→ **The task**
Return every record below exactly as written, omitting any pictures.

##### Materials provided

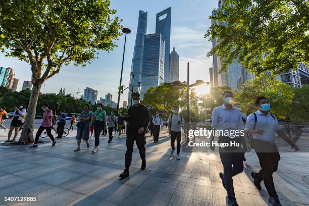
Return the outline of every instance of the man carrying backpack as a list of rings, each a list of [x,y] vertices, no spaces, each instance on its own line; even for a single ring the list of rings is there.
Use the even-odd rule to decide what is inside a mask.
[[[160,133],[160,127],[162,124],[162,118],[159,116],[159,112],[156,113],[156,116],[151,120],[153,124],[153,142],[158,142]]]
[[[171,135],[171,154],[174,153],[175,150],[175,140],[177,142],[177,157],[176,160],[180,160],[179,153],[180,152],[180,142],[181,141],[181,126],[184,120],[181,115],[178,114],[179,108],[175,106],[173,110],[172,115],[170,115],[168,121],[169,122],[169,134]]]
[[[282,130],[277,118],[269,113],[270,104],[264,96],[256,98],[255,104],[258,111],[248,116],[246,130],[253,134],[252,144],[259,158],[261,170],[258,173],[251,173],[254,185],[260,190],[262,189],[261,182],[264,184],[270,196],[269,201],[273,206],[281,206],[275,189],[273,173],[278,169],[280,156],[275,143],[275,132],[283,139],[296,151],[299,149],[292,142]]]

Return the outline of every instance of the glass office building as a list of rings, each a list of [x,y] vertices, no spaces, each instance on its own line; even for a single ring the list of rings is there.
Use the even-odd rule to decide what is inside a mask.
[[[130,88],[133,88],[133,90],[138,88],[138,82],[141,81],[144,39],[147,31],[147,12],[140,11],[138,15],[137,31],[136,32],[133,56],[132,60],[131,75],[130,75],[129,87]],[[134,76],[134,80],[133,79],[133,75]],[[128,102],[129,103],[129,107],[131,106],[131,92],[129,90]]]
[[[161,33],[165,42],[164,55],[165,82],[170,82],[170,52],[171,41],[171,7],[157,14],[156,33]]]
[[[141,98],[150,87],[157,87],[164,82],[165,41],[161,33],[145,36],[141,76]]]

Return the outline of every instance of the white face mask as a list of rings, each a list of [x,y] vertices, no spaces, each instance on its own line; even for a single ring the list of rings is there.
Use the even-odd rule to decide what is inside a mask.
[[[132,101],[134,105],[136,105],[138,104],[138,100],[137,99],[134,99]]]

##########

→ **Task response**
Return the outline of every instance of the man carrying backpack as a list of rings, each a list of [x,y] vertices, no spaces, each instance on its own line; even for a single ring the list of rings is there.
Use the even-odd rule to decide what is inside a mask.
[[[160,133],[160,127],[162,124],[162,118],[159,116],[159,112],[156,113],[156,116],[151,120],[153,124],[153,142],[158,142]]]
[[[171,135],[171,154],[174,153],[175,150],[175,140],[177,142],[177,157],[176,160],[180,160],[179,153],[180,152],[180,142],[181,141],[181,126],[184,120],[181,115],[178,114],[179,108],[175,106],[173,110],[172,115],[170,115],[168,121],[169,122],[169,134]]]
[[[282,130],[277,118],[269,113],[270,104],[264,96],[256,98],[255,104],[258,111],[248,116],[246,130],[253,134],[252,144],[259,158],[261,170],[258,173],[251,173],[254,185],[260,190],[262,189],[261,182],[264,184],[270,196],[269,201],[273,206],[281,206],[275,189],[273,173],[278,169],[280,156],[275,143],[275,132],[283,139],[296,151],[299,149],[292,142]]]

Return the outline of every instance of the glass office building as a list of rings, each a list of [x,y] vertices, no spaces, each instance on its own line; even for a single ring the list of rings is there.
Use the even-odd rule to decide what is inside a mask.
[[[130,88],[133,88],[133,90],[138,88],[138,82],[141,81],[144,39],[147,31],[147,12],[140,11],[138,15],[137,31],[136,32],[133,56],[132,60],[131,75],[130,75],[129,87]],[[134,76],[134,80],[133,79],[133,75]],[[128,102],[129,103],[129,107],[131,106],[131,92],[129,90]]]
[[[161,33],[165,42],[164,55],[165,82],[170,82],[170,52],[171,41],[171,7],[157,14],[156,33]]]
[[[141,98],[150,87],[157,87],[164,82],[165,41],[161,33],[145,36],[141,76]]]

Return the outline of every instance of the white face mask as a list of rings, each a list of [x,y] vertices, no spaces, each instance on its own line; even for a single ring the list of rings is there.
Use the even-odd rule to decide what is inside a mask.
[[[132,101],[134,105],[136,105],[138,104],[138,100],[137,99],[134,99]]]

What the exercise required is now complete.